# What is expected:
Return each line of the records with nothing changed, pictures excepted.

(Excerpts of annotation records)
** Start **
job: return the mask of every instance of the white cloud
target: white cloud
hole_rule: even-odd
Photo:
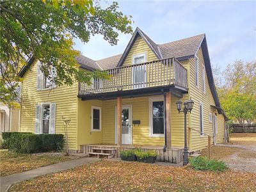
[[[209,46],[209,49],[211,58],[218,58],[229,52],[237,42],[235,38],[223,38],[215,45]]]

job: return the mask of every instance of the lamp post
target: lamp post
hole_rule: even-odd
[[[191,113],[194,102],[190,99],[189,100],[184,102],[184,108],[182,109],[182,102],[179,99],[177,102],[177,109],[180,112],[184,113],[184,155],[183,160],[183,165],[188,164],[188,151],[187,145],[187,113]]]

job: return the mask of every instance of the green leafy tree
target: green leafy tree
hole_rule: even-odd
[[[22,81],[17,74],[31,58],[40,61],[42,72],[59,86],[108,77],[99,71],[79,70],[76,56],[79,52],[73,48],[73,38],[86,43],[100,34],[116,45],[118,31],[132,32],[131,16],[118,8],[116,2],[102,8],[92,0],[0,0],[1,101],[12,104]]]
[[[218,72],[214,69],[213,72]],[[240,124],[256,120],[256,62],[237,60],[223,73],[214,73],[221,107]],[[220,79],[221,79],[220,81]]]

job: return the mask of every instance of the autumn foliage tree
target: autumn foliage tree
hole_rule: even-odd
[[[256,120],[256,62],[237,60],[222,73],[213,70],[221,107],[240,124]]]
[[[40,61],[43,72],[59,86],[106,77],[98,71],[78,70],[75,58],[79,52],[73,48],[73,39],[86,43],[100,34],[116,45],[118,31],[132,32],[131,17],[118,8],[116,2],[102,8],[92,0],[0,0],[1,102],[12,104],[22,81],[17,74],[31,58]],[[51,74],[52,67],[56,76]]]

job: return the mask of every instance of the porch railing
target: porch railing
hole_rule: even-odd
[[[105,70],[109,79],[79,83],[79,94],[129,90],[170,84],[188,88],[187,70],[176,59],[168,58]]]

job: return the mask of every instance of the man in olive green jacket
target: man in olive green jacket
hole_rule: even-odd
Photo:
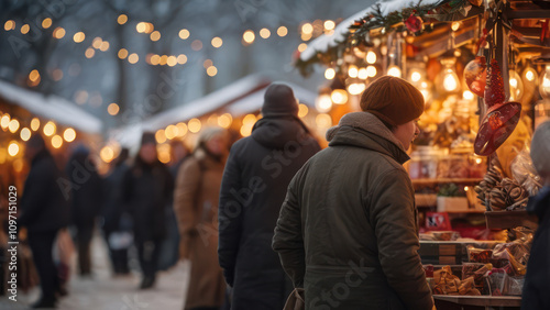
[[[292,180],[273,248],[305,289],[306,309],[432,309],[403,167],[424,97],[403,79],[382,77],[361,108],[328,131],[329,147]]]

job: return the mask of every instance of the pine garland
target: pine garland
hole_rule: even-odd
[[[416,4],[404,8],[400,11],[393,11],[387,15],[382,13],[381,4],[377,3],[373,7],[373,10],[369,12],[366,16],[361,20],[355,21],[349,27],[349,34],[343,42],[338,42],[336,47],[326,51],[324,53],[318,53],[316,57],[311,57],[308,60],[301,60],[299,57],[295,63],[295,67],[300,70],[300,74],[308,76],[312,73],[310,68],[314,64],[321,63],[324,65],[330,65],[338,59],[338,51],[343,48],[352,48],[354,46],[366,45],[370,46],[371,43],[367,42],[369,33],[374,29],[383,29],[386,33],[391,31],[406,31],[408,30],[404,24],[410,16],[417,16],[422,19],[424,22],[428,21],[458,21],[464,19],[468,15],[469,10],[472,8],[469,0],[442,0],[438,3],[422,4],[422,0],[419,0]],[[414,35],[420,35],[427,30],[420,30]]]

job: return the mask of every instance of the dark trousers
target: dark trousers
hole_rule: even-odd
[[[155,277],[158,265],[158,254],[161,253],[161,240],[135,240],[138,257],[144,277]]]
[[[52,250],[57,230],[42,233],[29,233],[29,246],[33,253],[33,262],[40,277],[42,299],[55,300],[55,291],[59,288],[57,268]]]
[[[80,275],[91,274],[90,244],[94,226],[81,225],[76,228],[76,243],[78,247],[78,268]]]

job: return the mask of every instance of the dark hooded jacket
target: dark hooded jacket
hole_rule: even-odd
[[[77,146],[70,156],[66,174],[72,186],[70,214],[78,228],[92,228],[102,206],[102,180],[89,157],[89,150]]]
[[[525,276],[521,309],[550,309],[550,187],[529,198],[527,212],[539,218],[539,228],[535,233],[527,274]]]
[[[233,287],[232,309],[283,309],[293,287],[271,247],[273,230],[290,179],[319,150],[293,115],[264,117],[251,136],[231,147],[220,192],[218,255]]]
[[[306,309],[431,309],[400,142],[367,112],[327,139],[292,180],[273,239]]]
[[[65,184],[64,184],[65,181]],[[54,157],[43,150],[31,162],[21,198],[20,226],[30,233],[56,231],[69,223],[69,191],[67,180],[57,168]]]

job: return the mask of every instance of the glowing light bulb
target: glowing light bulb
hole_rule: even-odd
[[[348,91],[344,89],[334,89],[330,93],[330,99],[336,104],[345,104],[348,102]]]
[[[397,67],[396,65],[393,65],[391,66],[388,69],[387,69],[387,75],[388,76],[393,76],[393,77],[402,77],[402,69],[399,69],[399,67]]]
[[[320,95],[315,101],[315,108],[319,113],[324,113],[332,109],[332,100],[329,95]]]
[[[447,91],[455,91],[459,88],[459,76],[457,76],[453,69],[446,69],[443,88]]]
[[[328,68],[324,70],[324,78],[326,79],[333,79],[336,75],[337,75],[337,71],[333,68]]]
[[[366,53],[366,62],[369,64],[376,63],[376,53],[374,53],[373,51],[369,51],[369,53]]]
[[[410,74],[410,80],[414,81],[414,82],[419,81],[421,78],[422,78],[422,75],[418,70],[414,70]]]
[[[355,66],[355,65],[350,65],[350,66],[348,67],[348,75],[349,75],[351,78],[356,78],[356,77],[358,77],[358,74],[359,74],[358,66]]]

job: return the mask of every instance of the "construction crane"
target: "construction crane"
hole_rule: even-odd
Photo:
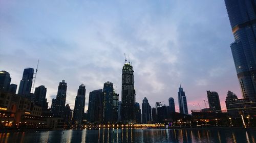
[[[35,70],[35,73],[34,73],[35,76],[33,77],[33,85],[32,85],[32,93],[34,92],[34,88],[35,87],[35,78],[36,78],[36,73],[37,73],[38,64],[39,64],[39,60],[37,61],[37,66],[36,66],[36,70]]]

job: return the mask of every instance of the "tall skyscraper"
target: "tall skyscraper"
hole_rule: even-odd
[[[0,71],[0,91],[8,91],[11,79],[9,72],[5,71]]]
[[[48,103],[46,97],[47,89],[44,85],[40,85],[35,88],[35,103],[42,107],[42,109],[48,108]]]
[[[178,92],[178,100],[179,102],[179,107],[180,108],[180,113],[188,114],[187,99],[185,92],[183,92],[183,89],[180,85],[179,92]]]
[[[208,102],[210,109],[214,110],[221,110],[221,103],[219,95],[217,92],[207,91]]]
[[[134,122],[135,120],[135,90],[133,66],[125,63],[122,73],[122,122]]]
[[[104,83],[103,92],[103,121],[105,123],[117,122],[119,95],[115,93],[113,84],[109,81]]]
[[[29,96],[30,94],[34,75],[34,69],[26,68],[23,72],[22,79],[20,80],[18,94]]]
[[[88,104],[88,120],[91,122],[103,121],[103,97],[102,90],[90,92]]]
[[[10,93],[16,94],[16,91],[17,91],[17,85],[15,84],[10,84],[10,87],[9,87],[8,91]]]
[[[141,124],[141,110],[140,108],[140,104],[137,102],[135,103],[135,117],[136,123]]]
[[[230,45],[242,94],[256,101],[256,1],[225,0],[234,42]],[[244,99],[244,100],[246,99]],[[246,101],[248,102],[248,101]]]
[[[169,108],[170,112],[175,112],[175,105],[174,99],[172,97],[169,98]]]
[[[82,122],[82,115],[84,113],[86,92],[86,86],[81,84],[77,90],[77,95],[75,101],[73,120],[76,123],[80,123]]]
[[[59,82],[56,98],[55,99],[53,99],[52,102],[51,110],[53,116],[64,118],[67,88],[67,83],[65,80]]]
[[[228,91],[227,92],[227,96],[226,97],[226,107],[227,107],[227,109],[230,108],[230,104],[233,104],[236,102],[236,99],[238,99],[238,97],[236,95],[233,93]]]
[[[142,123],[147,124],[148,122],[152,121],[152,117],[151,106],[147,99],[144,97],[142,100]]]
** End **
# Response to the exercise:
job: return the mask of every instance of the white cloud
target: white cloud
hole_rule: even-odd
Photo:
[[[209,46],[209,49],[211,58],[218,58],[229,52],[237,42],[235,38],[223,38],[215,45]]]

job: return the mask of every instance of the lamp post
target: lamp post
hole_rule: even-odd
[[[191,113],[194,102],[190,99],[189,100],[184,102],[184,108],[182,109],[182,102],[179,99],[177,102],[177,109],[180,112],[184,113],[184,155],[183,160],[183,165],[188,164],[188,151],[187,145],[187,113]]]

job: return the mask of every instance of the green leafy tree
target: green leafy tree
hole_rule: even-odd
[[[22,81],[17,74],[31,58],[40,61],[42,72],[59,86],[108,77],[99,71],[79,70],[76,56],[79,52],[73,48],[73,38],[86,43],[100,34],[116,45],[118,31],[132,32],[131,16],[118,8],[116,2],[102,8],[92,0],[0,0],[1,101],[12,104]]]
[[[218,72],[214,69],[213,72]],[[240,124],[256,120],[256,62],[237,60],[223,73],[214,73],[221,107]],[[220,79],[221,79],[220,81]]]

job: return the mask of every instance of the autumn foliage tree
target: autumn foliage tree
hole_rule: even-odd
[[[256,120],[256,62],[237,60],[222,73],[213,70],[221,107],[240,124]]]
[[[40,61],[43,72],[59,86],[106,77],[98,71],[78,70],[75,58],[79,52],[73,48],[73,39],[86,43],[100,34],[116,45],[118,31],[132,32],[131,17],[118,8],[116,2],[102,8],[92,0],[0,0],[1,102],[12,104],[22,81],[17,74],[31,58]],[[51,74],[52,67],[56,76]]]

job: return the mask of every instance of the porch railing
target: porch railing
hole_rule: even-odd
[[[105,70],[109,79],[79,83],[79,94],[129,90],[170,84],[188,88],[187,70],[176,59],[168,58]]]

job: return the mask of every instance of the man in olive green jacket
target: man in olive green jacket
hole_rule: even-odd
Photo:
[[[292,180],[273,248],[305,289],[306,309],[432,309],[403,167],[424,97],[403,79],[382,77],[361,108],[328,131],[329,147]]]

job: return the mask of every instance of the pine garland
target: pine garland
hole_rule: even-odd
[[[416,4],[404,8],[400,11],[393,11],[387,15],[382,13],[381,4],[377,3],[373,7],[373,10],[369,12],[366,16],[361,20],[355,21],[349,27],[349,34],[343,42],[338,42],[336,47],[326,51],[324,53],[318,53],[316,57],[311,57],[308,60],[301,60],[299,57],[295,63],[295,67],[300,70],[300,74],[308,76],[312,73],[310,68],[314,64],[321,63],[324,65],[330,65],[338,59],[338,51],[343,48],[352,48],[354,46],[366,45],[370,46],[371,43],[367,42],[369,33],[374,29],[383,29],[386,33],[391,31],[406,31],[408,30],[404,24],[410,16],[417,16],[422,19],[424,22],[428,21],[458,21],[464,19],[468,15],[469,10],[472,8],[469,0],[442,0],[438,3],[422,4],[422,0],[419,0]],[[414,35],[420,35],[427,30],[420,30]]]

job: return the mask of every instance of the dark trousers
target: dark trousers
hole_rule: even-odd
[[[155,277],[158,265],[158,254],[161,253],[161,240],[135,240],[138,257],[144,277]]]
[[[52,250],[57,230],[42,233],[29,233],[29,246],[33,253],[33,262],[40,277],[42,299],[55,300],[55,291],[59,288],[57,268]]]
[[[80,275],[91,274],[90,244],[94,226],[81,225],[76,228],[76,243],[78,247],[78,268]]]

job: return the mask of every instance of the dark hooded jacket
target: dark hooded jacket
hole_rule: even-odd
[[[77,146],[70,156],[66,174],[72,186],[70,214],[78,228],[92,228],[102,206],[102,180],[89,157],[89,150]]]
[[[525,276],[521,309],[550,309],[550,187],[529,198],[527,212],[539,218],[539,228],[535,233],[527,274]]]
[[[233,287],[232,309],[283,309],[293,287],[271,247],[273,230],[290,179],[319,150],[293,115],[264,117],[251,136],[231,147],[220,192],[218,255]]]
[[[306,309],[431,309],[400,142],[367,112],[327,139],[292,180],[273,239]]]
[[[65,184],[64,184],[65,181]],[[54,157],[43,150],[31,162],[21,198],[20,226],[30,233],[56,231],[69,223],[69,191],[67,180],[57,168]]]

job: return the mask of every instance of the glowing light bulb
target: glowing light bulb
hole_rule: even-odd
[[[348,91],[344,89],[334,89],[330,93],[330,99],[336,104],[345,104],[348,102]]]
[[[397,67],[396,65],[393,65],[391,66],[388,69],[387,69],[387,75],[388,76],[393,76],[393,77],[402,77],[402,69],[399,69],[399,67]]]
[[[320,95],[315,101],[315,108],[319,113],[324,113],[332,109],[332,100],[329,95]]]
[[[447,91],[455,91],[459,88],[459,76],[457,76],[453,69],[446,69],[443,88]]]
[[[328,68],[324,70],[324,78],[326,79],[333,79],[336,75],[337,75],[337,71],[333,68]]]
[[[366,53],[366,62],[369,64],[376,63],[376,53],[374,53],[373,51],[369,51],[369,53]]]
[[[410,74],[410,80],[414,81],[414,82],[419,81],[421,78],[422,78],[422,75],[418,70],[414,70]]]
[[[355,66],[355,65],[350,65],[350,66],[348,67],[348,75],[349,75],[351,78],[356,78],[356,77],[358,77],[358,74],[359,74],[358,66]]]

job: return the mask of every instance of the "construction crane"
target: "construction crane"
hole_rule: even-odd
Photo:
[[[35,70],[35,73],[34,73],[35,76],[33,77],[33,85],[32,85],[32,93],[34,92],[34,88],[35,87],[35,78],[36,78],[36,73],[37,73],[38,64],[39,64],[39,60],[37,61],[37,66],[36,66],[36,70]]]

job: return the mask of every instance of the "tall skyscraper"
target: "tall skyscraper"
hole_rule: even-odd
[[[0,71],[0,91],[8,91],[11,79],[9,72],[5,71]]]
[[[48,103],[46,97],[47,89],[44,85],[40,85],[35,88],[35,103],[42,107],[42,109],[48,108]]]
[[[178,92],[178,100],[179,102],[179,107],[180,108],[180,113],[188,114],[187,99],[185,92],[183,92],[183,89],[180,85],[179,92]]]
[[[208,102],[210,109],[214,110],[221,110],[221,103],[219,95],[217,92],[207,91]]]
[[[134,122],[135,120],[135,90],[133,66],[125,63],[122,73],[122,122]]]
[[[104,83],[103,92],[103,121],[105,123],[117,122],[119,95],[115,93],[113,84],[109,81]]]
[[[29,96],[30,94],[34,75],[34,69],[26,68],[23,72],[22,79],[20,80],[18,94]]]
[[[88,104],[88,120],[91,122],[103,121],[103,97],[102,90],[90,92]]]
[[[10,93],[16,94],[16,91],[17,91],[17,85],[15,84],[10,84],[10,87],[9,87],[8,91]]]
[[[141,124],[141,110],[140,108],[140,104],[137,102],[135,103],[135,117],[136,123]]]
[[[230,45],[242,94],[256,101],[256,1],[225,0],[234,42]],[[244,99],[244,100],[246,99]],[[246,101],[248,102],[248,101]]]
[[[169,108],[170,112],[175,112],[175,105],[174,99],[172,97],[169,98]]]
[[[82,122],[82,115],[84,113],[86,92],[86,86],[81,84],[77,90],[77,95],[75,101],[73,120],[76,123],[80,123]]]
[[[59,82],[56,98],[55,99],[53,99],[52,102],[51,110],[53,116],[64,118],[67,88],[67,83],[65,80]]]
[[[228,91],[227,92],[227,96],[226,97],[226,107],[227,107],[227,109],[230,108],[230,104],[233,104],[236,102],[236,99],[238,99],[238,97],[236,95],[233,93]]]
[[[142,123],[147,124],[148,122],[152,121],[152,117],[151,106],[147,99],[144,97],[142,100]]]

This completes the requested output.